* [Problem statement] In the records below, find the line with "Guideline: for every instance of the green leaf, drop" and the line with "Guideline: for every instance of the raindrop". Print both exactly, along with every line between them, and no other line.

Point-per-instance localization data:
● ● ●

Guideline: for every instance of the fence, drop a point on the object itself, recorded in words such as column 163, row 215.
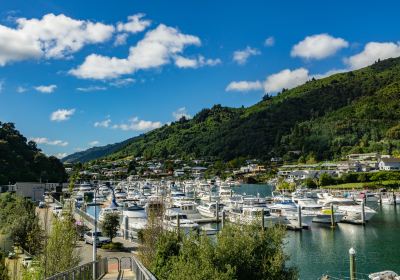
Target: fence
column 83, row 272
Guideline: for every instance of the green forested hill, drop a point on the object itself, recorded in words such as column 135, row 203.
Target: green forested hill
column 23, row 161
column 356, row 111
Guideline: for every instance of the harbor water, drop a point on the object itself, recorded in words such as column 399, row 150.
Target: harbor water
column 321, row 250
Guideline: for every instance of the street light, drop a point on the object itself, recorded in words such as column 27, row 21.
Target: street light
column 95, row 237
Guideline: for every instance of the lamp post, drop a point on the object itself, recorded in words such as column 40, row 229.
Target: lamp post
column 95, row 237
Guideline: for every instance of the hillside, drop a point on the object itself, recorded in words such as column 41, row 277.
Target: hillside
column 95, row 152
column 23, row 161
column 356, row 111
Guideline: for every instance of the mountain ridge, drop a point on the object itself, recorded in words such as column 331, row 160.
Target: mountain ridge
column 295, row 119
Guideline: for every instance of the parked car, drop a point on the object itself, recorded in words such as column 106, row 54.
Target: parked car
column 27, row 261
column 100, row 240
column 57, row 210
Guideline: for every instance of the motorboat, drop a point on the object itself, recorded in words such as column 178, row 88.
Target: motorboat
column 171, row 223
column 209, row 209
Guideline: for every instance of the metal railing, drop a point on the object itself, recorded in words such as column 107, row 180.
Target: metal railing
column 83, row 272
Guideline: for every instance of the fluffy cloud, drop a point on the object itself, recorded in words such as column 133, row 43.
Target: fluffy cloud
column 135, row 124
column 181, row 112
column 46, row 89
column 318, row 46
column 21, row 89
column 60, row 155
column 91, row 88
column 183, row 62
column 156, row 49
column 122, row 82
column 46, row 141
column 244, row 86
column 286, row 79
column 269, row 42
column 135, row 24
column 94, row 143
column 372, row 52
column 52, row 36
column 62, row 115
column 106, row 123
column 242, row 56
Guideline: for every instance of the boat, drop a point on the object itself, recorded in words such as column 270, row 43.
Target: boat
column 170, row 221
column 351, row 209
column 251, row 215
column 208, row 209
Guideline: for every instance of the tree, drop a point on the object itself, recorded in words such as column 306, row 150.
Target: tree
column 110, row 225
column 239, row 252
column 60, row 252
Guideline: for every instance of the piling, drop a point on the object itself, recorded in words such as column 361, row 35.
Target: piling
column 333, row 224
column 363, row 213
column 352, row 254
column 300, row 224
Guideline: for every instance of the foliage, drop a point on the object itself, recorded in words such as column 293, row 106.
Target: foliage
column 60, row 253
column 3, row 268
column 19, row 220
column 110, row 225
column 322, row 119
column 239, row 252
column 23, row 161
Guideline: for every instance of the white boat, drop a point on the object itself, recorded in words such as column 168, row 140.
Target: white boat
column 250, row 215
column 170, row 221
column 309, row 205
column 108, row 210
column 351, row 209
column 208, row 209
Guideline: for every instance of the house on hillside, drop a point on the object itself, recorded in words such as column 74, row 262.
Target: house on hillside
column 389, row 164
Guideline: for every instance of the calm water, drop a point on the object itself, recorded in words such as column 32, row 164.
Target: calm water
column 321, row 250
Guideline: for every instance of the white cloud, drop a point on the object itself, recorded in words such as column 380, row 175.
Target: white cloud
column 184, row 62
column 269, row 42
column 122, row 82
column 46, row 141
column 52, row 36
column 21, row 89
column 60, row 155
column 46, row 89
column 91, row 88
column 94, row 143
column 286, row 79
column 135, row 24
column 106, row 123
column 241, row 56
column 156, row 49
column 181, row 112
column 244, row 86
column 318, row 46
column 120, row 39
column 62, row 115
column 135, row 124
column 372, row 52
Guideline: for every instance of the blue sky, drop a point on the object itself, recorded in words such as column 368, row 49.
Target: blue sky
column 74, row 74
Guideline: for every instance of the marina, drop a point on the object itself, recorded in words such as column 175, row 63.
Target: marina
column 319, row 243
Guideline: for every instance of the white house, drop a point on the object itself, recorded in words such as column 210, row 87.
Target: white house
column 389, row 164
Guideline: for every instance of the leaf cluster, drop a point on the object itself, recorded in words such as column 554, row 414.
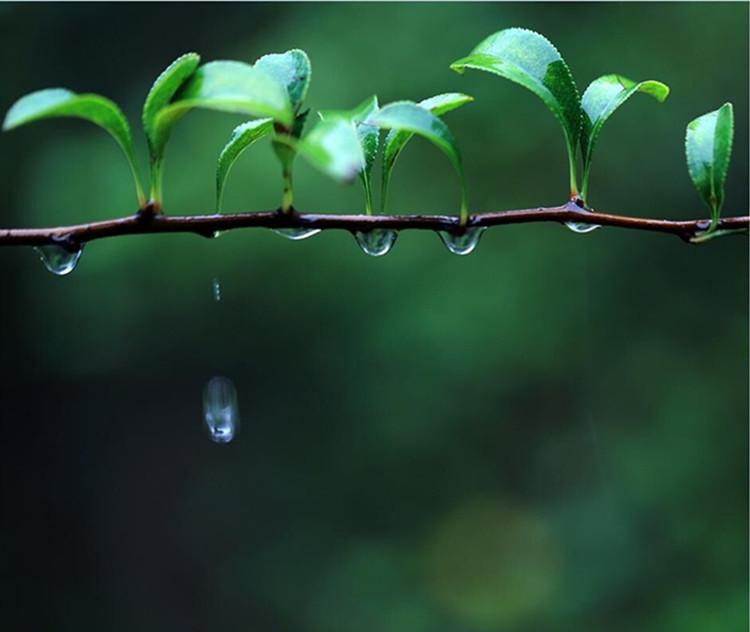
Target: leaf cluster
column 345, row 143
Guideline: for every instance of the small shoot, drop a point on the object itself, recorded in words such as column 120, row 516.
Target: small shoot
column 409, row 117
column 224, row 86
column 59, row 102
column 600, row 100
column 530, row 60
column 396, row 140
column 291, row 71
column 242, row 137
column 161, row 93
column 369, row 138
column 708, row 148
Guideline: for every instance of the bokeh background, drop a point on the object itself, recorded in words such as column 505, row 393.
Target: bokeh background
column 549, row 434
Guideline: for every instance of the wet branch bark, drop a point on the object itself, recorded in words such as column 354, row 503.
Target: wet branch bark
column 74, row 236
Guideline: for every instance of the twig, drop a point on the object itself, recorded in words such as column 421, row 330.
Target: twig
column 209, row 225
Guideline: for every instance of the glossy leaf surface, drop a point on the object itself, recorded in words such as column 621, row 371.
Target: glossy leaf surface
column 292, row 70
column 229, row 86
column 600, row 100
column 708, row 147
column 409, row 117
column 59, row 102
column 530, row 60
column 396, row 140
column 369, row 137
column 242, row 137
column 333, row 146
column 161, row 93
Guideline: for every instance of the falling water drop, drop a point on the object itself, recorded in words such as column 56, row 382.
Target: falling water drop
column 463, row 243
column 220, row 409
column 59, row 260
column 376, row 243
column 216, row 289
column 296, row 234
column 581, row 227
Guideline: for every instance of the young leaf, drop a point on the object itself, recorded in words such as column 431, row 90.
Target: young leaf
column 396, row 140
column 332, row 146
column 530, row 60
column 292, row 70
column 58, row 102
column 410, row 117
column 603, row 96
column 242, row 137
column 229, row 86
column 161, row 93
column 226, row 86
column 369, row 137
column 708, row 147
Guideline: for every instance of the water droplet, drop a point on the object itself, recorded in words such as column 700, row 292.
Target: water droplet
column 216, row 289
column 59, row 260
column 376, row 243
column 582, row 227
column 464, row 243
column 295, row 234
column 220, row 409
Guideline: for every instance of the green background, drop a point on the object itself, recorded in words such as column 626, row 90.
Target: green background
column 549, row 434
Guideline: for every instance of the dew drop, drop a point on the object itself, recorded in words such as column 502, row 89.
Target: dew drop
column 216, row 289
column 464, row 243
column 582, row 227
column 376, row 243
column 296, row 234
column 59, row 260
column 220, row 409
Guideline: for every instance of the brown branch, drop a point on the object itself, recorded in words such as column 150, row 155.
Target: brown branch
column 207, row 225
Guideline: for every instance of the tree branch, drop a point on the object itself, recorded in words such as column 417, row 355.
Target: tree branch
column 207, row 225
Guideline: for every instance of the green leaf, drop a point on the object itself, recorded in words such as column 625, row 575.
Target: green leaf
column 530, row 60
column 332, row 146
column 58, row 102
column 292, row 70
column 225, row 86
column 410, row 117
column 708, row 147
column 396, row 140
column 161, row 93
column 369, row 137
column 603, row 96
column 242, row 137
column 230, row 86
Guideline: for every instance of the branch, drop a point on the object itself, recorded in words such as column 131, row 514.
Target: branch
column 208, row 225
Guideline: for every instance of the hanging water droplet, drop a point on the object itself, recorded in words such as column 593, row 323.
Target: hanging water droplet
column 464, row 243
column 295, row 234
column 220, row 409
column 376, row 243
column 581, row 227
column 59, row 260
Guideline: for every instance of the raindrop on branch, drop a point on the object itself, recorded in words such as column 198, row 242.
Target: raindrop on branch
column 463, row 243
column 220, row 409
column 582, row 227
column 296, row 234
column 59, row 260
column 376, row 243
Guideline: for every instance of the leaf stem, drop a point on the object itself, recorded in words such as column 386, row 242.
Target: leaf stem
column 287, row 195
column 573, row 174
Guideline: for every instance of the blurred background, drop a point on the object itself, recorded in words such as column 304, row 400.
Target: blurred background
column 549, row 434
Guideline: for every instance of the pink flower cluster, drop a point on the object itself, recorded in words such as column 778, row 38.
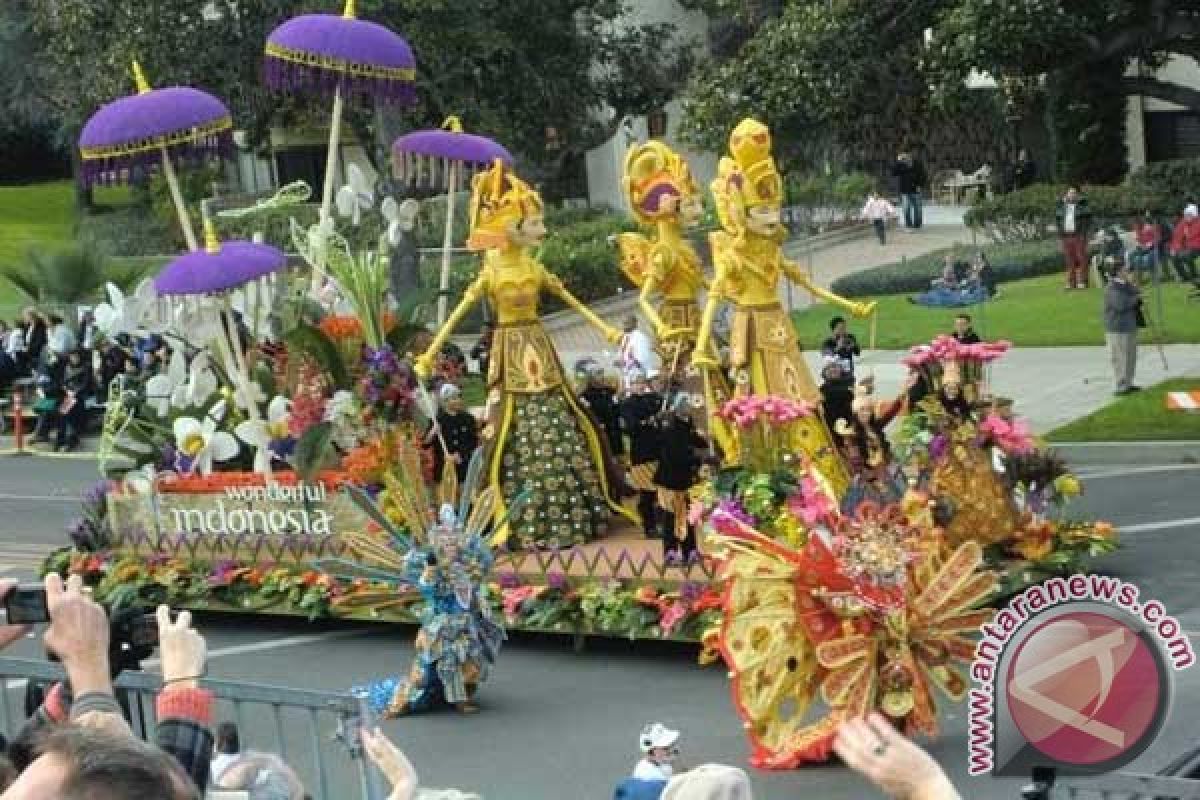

● ● ●

* [Answer section]
Guideline: for every instance of the green leaf, drop a point on the object itself, recorded in words such as column 625, row 575.
Target: green leaf
column 530, row 60
column 332, row 146
column 58, row 102
column 292, row 70
column 225, row 86
column 410, row 117
column 708, row 147
column 396, row 140
column 161, row 93
column 369, row 137
column 603, row 96
column 242, row 137
column 230, row 86
Guideline: for every instance of the branch, drop a point on the object itself, recorded in words such as column 131, row 514.
Target: branch
column 208, row 225
Guideline: for every instance of the hanging water droplet, drop a point on the object itself, recorded in words such as column 593, row 323.
Target: hanging water droplet
column 464, row 243
column 295, row 234
column 220, row 409
column 376, row 243
column 581, row 227
column 59, row 260
Guideline: for every instance of the raindrop on branch, drop a point on the object itself, recorded in words such as column 198, row 242.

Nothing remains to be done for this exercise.